[Opening Data for processing section]

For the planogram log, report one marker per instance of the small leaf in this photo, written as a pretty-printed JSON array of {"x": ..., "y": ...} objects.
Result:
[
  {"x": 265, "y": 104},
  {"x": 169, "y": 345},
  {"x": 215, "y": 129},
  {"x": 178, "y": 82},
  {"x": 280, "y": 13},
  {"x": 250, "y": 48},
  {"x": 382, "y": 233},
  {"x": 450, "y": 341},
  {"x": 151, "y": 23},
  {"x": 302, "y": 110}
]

[Closing Data for processing section]

### Goal of the exercise
Return every line of the material above exactly.

### Result
For the planogram log, report one marker per instance of the small leaf in this photo, written as a pretty-printed JSON array of {"x": ..., "y": ...} objects.
Result:
[
  {"x": 265, "y": 104},
  {"x": 169, "y": 345},
  {"x": 215, "y": 129},
  {"x": 178, "y": 82},
  {"x": 280, "y": 13},
  {"x": 250, "y": 48},
  {"x": 382, "y": 233},
  {"x": 450, "y": 341},
  {"x": 151, "y": 23},
  {"x": 302, "y": 110}
]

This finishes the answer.